## WHAT IS REQUIRED
Extract from the records below every line starting with the line that contains "Practice: locate the broken" and going on through the line that contains "pixel 409 231", with both of those lines included, and copy each one character for character.

:: DATA IN THIS EXERCISE ::

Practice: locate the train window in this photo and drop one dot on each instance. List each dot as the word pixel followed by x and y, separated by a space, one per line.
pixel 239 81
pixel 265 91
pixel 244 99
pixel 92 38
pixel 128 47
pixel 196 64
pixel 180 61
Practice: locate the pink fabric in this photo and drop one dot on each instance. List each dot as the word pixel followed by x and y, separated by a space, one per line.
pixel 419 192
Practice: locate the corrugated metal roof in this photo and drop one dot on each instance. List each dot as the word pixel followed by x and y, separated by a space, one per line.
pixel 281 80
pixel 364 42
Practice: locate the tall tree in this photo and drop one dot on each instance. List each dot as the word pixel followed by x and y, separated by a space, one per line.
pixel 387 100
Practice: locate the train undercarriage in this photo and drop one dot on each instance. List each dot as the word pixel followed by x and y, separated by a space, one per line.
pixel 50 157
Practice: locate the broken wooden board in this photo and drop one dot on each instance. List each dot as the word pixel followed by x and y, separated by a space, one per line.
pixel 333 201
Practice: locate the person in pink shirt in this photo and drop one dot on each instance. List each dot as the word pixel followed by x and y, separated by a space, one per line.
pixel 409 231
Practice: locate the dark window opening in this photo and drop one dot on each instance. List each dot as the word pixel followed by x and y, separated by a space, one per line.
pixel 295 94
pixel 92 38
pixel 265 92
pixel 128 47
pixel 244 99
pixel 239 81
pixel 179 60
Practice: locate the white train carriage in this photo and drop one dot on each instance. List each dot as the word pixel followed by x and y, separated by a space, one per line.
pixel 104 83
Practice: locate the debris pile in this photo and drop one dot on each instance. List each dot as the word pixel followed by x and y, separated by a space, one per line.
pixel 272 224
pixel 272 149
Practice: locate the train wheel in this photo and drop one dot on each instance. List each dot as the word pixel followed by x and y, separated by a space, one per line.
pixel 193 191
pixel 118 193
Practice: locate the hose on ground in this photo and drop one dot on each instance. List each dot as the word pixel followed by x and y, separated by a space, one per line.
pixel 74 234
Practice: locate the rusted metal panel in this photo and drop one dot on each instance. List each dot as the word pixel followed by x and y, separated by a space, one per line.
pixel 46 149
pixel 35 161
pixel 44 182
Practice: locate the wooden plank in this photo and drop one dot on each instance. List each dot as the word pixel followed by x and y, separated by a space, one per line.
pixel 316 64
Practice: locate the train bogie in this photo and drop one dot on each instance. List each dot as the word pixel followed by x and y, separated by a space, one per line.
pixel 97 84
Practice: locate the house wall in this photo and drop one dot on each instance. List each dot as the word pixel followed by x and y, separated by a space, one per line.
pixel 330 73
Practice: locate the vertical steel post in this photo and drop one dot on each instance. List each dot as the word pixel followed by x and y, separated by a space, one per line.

:::

## RESPONSE
Practice: locate the broken wooden board in this photo and drop one dot on each instance. List each dot as the word pixel followed by x and y, separated by a space, one per line.
pixel 333 201
Practice: locate the person in pink shirt in this photo and drop one dot on each instance. List each dot as the word pixel followed by x and y, separated by a space, one per line.
pixel 409 231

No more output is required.